### How to complete this task
In the records below, locate the line containing "Format: top-left (x, y), bottom-right (x, y)", then extract it and all following lines exactly, ending with the last line.

### Dataset excerpts
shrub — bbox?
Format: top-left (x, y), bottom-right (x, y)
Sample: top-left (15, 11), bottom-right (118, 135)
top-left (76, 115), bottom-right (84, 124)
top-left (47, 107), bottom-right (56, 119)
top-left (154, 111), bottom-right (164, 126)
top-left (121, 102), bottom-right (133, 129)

### Exercise solution
Format: top-left (x, y), bottom-right (x, y)
Sample: top-left (15, 11), bottom-right (118, 135)
top-left (76, 115), bottom-right (84, 124)
top-left (47, 107), bottom-right (56, 119)
top-left (154, 111), bottom-right (164, 126)
top-left (121, 102), bottom-right (133, 129)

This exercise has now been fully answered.